== Source passage ==
--*--
No, it's not Olivia or Ed or Roy or one of those partisan spinners who appear on TV panels. These are the words of the Globe and Mail's Ottawa columnist, Jeffrey Simpson, a man who doesn't throw such opinions around casually.

Think of the implications. Stephen Harper's cabinet -- his majority government cabinet -- has almost 40 members (are you old enough to recall when he embraced lean, cost-saving cabinets?). Mr. Simpson is saying that fewer than eight of them are the equals of the NDP leadership contenders. This is a fairly chilling assessment since this gang is going to manhandle our country, virtually without constraint, for another three and a half years. And to compensate for their bush-league stature, they are mean and vindictive. They will neither forget nor forgive Jeff Simpson for this extraordinary put-down. Although Mr. Simpson is a fearless man, he should be very afraid.

As for the Liberals, if I too may speak frankly, I'd be surprised if they could field a group of more than one person who's of the calibre of the NDP Eight. In fact, so far as I can determine, they presently have only a single member of Parliament, a white-haired gentleman moving ever-closer to his best-before date who now constitutes the Interim Leader, wannabe leader and entire front bench of the Liberal Party of Canada. Bob Rae has become the Walt Whitman of our time. While his party tokes up in the background, he too can sing a Song of Myself and proclaim: "I celebrate myself. ... Do I contradict myself? Very well then I contradict myself. I am large. I contain multitudes."
--*--
== Data entries ==
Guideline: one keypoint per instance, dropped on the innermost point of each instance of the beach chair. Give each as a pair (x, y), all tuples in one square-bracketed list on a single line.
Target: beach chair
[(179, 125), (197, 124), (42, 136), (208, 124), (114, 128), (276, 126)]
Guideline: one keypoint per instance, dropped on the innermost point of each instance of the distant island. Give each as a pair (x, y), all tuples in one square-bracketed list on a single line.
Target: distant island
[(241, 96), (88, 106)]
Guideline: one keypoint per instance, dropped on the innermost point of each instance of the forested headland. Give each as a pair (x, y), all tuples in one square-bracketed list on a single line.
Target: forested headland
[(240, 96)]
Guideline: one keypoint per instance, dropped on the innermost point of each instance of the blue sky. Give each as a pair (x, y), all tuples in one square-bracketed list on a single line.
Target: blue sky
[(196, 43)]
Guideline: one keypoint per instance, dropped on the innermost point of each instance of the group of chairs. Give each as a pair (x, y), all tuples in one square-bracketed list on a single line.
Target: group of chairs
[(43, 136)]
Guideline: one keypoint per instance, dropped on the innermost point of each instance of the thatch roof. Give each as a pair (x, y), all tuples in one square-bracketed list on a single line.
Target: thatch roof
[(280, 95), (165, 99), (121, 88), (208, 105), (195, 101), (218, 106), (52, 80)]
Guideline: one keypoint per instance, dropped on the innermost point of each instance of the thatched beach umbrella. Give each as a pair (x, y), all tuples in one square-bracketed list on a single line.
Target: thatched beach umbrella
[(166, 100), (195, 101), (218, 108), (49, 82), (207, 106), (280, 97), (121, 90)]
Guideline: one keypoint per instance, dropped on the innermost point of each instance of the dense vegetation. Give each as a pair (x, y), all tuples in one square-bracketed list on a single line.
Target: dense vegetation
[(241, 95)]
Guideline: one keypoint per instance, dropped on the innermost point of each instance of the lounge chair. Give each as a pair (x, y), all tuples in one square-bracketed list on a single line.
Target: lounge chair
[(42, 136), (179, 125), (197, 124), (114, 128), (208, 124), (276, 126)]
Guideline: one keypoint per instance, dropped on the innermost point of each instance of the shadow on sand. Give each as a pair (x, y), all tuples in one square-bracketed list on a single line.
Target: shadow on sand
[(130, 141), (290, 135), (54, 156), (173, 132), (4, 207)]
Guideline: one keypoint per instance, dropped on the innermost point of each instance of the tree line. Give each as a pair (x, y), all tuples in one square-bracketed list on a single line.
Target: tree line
--*--
== Tasks to perform ==
1/ Answer these from the political column:
(a) Which newspaper employs Jeffrey Simpson as its Ottawa columnist?
(b) Roughly how many members sit in Stephen Harper's cabinet?
(c) To which poet is Bob Rae compared?
2/ In the rows, take everything from the line containing "of the lounge" down to the line containing "[(130, 141), (290, 135), (54, 156), (173, 132), (4, 207)]", and replace "keypoint" with "marker", leaving all else as it is. Return only those lines.
The political column and the rows are unrelated to each other.

== Expected responses ==
1/
(a) The Globe and Mail
(b) Almost 40
(c) Walt Whitman

2/
Guideline: one marker per instance, dropped on the innermost point of each instance of the lounge chair. Give each as a pair (x, y), all tuples in one square-bracketed list on a single line.
Target: lounge chair
[(42, 136), (179, 125), (197, 124), (114, 128), (208, 124), (276, 126)]
Guideline: one marker per instance, dropped on the innermost point of each instance of the shadow on sand. Give each as a pair (x, y), all tuples in one square-bracketed list on a single line.
Target: shadow on sand
[(130, 141), (290, 135), (54, 156), (173, 132), (4, 207)]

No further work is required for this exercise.